** begin **

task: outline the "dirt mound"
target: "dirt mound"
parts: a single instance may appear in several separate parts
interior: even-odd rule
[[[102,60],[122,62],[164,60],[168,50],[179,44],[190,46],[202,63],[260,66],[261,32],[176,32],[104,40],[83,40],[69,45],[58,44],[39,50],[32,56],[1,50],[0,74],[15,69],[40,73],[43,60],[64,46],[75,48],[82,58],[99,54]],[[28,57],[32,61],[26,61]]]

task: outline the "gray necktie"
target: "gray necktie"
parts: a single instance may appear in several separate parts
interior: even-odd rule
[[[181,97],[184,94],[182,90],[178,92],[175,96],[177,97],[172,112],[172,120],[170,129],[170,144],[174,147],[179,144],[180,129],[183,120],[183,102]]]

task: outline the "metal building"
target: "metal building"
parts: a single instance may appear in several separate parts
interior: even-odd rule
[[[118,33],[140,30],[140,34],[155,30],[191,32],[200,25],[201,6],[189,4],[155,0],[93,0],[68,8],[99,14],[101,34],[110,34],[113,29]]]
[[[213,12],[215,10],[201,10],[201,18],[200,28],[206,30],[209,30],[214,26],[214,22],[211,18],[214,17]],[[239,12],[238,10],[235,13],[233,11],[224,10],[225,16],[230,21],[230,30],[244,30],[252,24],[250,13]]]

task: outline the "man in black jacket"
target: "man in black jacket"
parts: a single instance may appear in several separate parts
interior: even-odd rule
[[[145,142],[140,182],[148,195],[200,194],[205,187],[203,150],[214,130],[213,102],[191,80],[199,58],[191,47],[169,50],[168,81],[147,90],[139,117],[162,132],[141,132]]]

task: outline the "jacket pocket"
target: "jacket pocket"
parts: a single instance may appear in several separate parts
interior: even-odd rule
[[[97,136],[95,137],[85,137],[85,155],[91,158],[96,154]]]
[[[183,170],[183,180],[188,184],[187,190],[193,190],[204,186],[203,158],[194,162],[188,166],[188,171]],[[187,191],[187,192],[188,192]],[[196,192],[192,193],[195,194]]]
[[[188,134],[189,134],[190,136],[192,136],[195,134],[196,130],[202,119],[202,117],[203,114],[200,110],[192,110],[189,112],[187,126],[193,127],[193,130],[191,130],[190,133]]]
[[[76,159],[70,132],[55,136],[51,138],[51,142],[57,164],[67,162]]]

** end **

Count how many lines in the records above contain the string "metal", and reply with the number alone.

→ RESPONSE: 2